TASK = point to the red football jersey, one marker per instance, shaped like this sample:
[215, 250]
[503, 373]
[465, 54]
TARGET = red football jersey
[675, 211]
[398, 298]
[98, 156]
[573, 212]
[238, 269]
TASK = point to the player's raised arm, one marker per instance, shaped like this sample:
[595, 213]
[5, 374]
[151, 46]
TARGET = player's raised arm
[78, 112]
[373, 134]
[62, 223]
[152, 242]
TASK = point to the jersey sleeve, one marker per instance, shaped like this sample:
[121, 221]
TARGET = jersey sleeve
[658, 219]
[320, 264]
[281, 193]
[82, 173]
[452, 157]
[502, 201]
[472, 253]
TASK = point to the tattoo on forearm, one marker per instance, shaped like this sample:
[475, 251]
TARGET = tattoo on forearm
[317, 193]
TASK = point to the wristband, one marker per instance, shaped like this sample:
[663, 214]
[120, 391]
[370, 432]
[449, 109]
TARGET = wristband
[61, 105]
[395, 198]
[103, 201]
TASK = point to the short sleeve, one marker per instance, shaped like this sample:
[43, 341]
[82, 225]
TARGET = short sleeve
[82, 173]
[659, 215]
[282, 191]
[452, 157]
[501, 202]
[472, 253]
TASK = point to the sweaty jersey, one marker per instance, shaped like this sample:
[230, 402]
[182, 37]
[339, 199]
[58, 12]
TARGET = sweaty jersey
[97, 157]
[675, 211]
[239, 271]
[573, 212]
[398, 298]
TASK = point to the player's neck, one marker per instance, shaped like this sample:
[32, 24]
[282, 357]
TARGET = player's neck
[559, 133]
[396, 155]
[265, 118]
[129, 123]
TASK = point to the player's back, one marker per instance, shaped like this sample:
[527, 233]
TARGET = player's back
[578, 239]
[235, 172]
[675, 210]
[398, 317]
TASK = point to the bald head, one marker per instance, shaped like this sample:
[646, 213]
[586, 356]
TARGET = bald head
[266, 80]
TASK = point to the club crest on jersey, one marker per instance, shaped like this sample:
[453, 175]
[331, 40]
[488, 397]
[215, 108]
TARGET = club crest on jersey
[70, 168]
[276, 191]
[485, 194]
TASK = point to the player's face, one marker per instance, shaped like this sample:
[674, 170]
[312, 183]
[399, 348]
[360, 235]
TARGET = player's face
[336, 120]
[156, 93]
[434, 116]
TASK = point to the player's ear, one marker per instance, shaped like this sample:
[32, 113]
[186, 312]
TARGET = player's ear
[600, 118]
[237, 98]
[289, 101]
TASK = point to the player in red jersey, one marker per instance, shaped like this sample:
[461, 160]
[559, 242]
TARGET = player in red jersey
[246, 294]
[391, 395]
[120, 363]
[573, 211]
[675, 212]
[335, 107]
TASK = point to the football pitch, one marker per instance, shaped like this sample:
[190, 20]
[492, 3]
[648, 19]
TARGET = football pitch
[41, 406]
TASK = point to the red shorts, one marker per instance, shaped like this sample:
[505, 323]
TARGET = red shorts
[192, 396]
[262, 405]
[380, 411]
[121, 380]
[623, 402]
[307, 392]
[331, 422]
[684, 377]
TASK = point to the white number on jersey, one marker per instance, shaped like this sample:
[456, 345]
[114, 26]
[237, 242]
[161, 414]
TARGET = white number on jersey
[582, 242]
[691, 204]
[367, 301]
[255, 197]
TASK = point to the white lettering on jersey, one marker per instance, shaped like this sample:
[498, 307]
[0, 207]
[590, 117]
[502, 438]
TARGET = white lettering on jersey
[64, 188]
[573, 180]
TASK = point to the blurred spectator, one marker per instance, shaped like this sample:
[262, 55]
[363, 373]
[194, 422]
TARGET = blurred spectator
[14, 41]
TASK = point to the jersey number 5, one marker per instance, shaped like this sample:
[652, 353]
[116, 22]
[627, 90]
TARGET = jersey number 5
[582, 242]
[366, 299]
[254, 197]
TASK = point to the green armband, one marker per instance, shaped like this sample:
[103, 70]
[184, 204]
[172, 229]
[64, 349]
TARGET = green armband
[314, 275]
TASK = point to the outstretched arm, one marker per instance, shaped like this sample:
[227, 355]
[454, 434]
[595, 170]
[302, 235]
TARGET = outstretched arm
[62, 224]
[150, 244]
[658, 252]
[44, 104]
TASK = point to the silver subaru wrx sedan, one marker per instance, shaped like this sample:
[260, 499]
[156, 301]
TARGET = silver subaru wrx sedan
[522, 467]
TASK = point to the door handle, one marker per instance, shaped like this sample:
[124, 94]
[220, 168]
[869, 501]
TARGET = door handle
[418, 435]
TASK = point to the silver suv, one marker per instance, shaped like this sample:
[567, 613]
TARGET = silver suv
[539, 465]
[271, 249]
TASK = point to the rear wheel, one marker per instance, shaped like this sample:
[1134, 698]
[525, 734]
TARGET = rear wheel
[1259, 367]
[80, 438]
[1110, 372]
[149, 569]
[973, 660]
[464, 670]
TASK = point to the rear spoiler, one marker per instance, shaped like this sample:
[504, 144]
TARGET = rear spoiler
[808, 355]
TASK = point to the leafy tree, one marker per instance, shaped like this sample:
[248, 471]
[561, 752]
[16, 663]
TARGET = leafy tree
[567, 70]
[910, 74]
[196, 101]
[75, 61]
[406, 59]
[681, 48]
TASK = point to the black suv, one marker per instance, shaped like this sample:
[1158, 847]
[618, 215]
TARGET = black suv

━━━━━━━━━━━━━━━━━━━━━━━━━━━━━━

Repeat all of the entries above verbatim, keeping every line and number unchanged.

### Solution to this exercise
TASK = point to the red football jersey, one marker per instance, shaped like this sample:
[215, 250]
[503, 373]
[465, 54]
TARGET = red football jersey
[675, 211]
[398, 298]
[98, 156]
[573, 212]
[238, 269]
TASK = point to the player's raised arm, one marker per instance, shaped like this sample:
[595, 213]
[5, 374]
[151, 46]
TARGET = player's raised arm
[78, 112]
[373, 134]
[62, 223]
[152, 242]
TASK = point to the jersey sleeve, one marker per instance, shaped like this sample:
[121, 221]
TARGET = jersey sleeve
[658, 219]
[320, 264]
[281, 193]
[82, 173]
[452, 157]
[502, 201]
[472, 253]
TASK = point to the tattoo on forearm, one marker per instance, shaped like this sample:
[475, 251]
TARGET = tattoo on forearm
[317, 193]
TASK = point to the wristband, one marker per instance, shaped like this sample:
[663, 214]
[120, 391]
[370, 432]
[449, 109]
TARGET = wristband
[61, 105]
[395, 198]
[103, 201]
TASK = point to the short sleeve, one marker per instance, shaped like this sample:
[43, 341]
[82, 225]
TARGET = short sleeve
[82, 173]
[659, 215]
[282, 191]
[452, 157]
[501, 202]
[472, 253]
TASK = point to the sweaty jersey, one marker per instance, shaped like this sample:
[230, 402]
[182, 37]
[339, 199]
[58, 12]
TARGET = sweaty jersey
[97, 157]
[675, 211]
[239, 271]
[573, 212]
[398, 298]
TASK = point to the player's neck, one marker per instance, shaped like this sample:
[32, 24]
[282, 357]
TARGET = player's neck
[559, 133]
[396, 155]
[265, 118]
[129, 123]
TASK = point to the player's back, one marker per instance, shaped like this sample:
[527, 233]
TARGET = player's back
[578, 239]
[235, 172]
[675, 210]
[398, 317]
TASK = point to the bald head, one marker per instance, shaped like this sample:
[646, 213]
[586, 356]
TARGET = bald head
[266, 80]
TASK = point to the club crest on jersey, one marker per instance, shaped like this sample:
[453, 175]
[331, 40]
[488, 397]
[215, 108]
TARGET = club crest on jersey
[70, 168]
[276, 191]
[485, 194]
TASK = point to the player's face, one marker per instance, shaped like this sample:
[674, 170]
[312, 183]
[399, 348]
[360, 235]
TARGET = player's face
[336, 120]
[156, 93]
[434, 116]
TASK = point to the player's ear, one marker per instance, shaped like this sample:
[32, 113]
[186, 312]
TARGET = player's ear
[600, 118]
[237, 98]
[289, 101]
TASK = point to the player in red jersey, one marker per instance, shaped like this sample:
[461, 160]
[559, 242]
TARGET = player in red jersey
[246, 294]
[391, 395]
[120, 363]
[573, 211]
[675, 212]
[335, 107]
TASK = point to the football pitch, one marker per instance, shaped like this sample:
[190, 20]
[492, 3]
[648, 19]
TARGET = football pitch
[41, 406]
TASK = point to the red shorts, one marker per instance, shaped like this sample:
[505, 323]
TARGET = red shorts
[192, 396]
[262, 405]
[380, 411]
[121, 380]
[623, 402]
[307, 392]
[331, 422]
[684, 377]
TASK = point to the white number on jersey, one marker per instance, shaped like this sample:
[456, 345]
[114, 26]
[237, 242]
[161, 414]
TARGET = white number on jersey
[582, 242]
[691, 204]
[367, 301]
[255, 197]
TASK = point to the white lettering on jersey, one marker per instance, shaped like this sample:
[498, 307]
[0, 207]
[590, 117]
[502, 438]
TARGET = white lettering on jersey
[64, 188]
[573, 180]
TASK = point to the blurred spectator, one marker per instance, shaped like this sample:
[262, 55]
[363, 373]
[194, 422]
TARGET = blurred spectator
[14, 41]
TASK = point to the jersey number 5, one marker per instance, shaped like this sample:
[652, 353]
[116, 22]
[627, 90]
TARGET = jersey number 5
[582, 242]
[366, 299]
[254, 197]
TASK = point to the green armband, one marker per instance, shaped like this sample:
[103, 70]
[184, 204]
[172, 229]
[64, 349]
TARGET = green armband
[314, 275]
TASK = point to the outstretched arm, one marker per instance, shaped like this sample:
[227, 355]
[454, 434]
[595, 170]
[302, 235]
TARGET = outstretched arm
[62, 224]
[150, 244]
[658, 252]
[44, 104]
TASK = point to the silver subaru wrx sedan, one marker per instance, shaped like this sample:
[260, 499]
[156, 301]
TARGET = silver subaru wrx sedan
[522, 467]
TASK = point to the door handle, one marker per instance, shaped like this sample:
[124, 94]
[220, 168]
[869, 501]
TARGET = door handle
[418, 435]
TASK = point to the silver suv, one marker per instance, shaped like this sample:
[567, 613]
TARGET = silver suv
[539, 465]
[271, 249]
TASK = point to the rear wheel, one marker per instance, shaped like this sample:
[1134, 698]
[525, 734]
TARGET = rear wheel
[1259, 367]
[80, 438]
[1110, 372]
[149, 569]
[973, 660]
[464, 670]
TASK = point to the rear spoiler, one marker per instance, shaped like this sample:
[504, 144]
TARGET = rear spoiler
[808, 355]
TASK = point to the leafy tree, one marker per instance, shaped like this sample:
[248, 471]
[561, 752]
[16, 663]
TARGET = leafy tree
[567, 70]
[910, 74]
[196, 101]
[75, 61]
[406, 59]
[681, 48]
TASK = point to the black suv, one marker per instance, shaped like this sample:
[1158, 847]
[618, 215]
TARGET = black suv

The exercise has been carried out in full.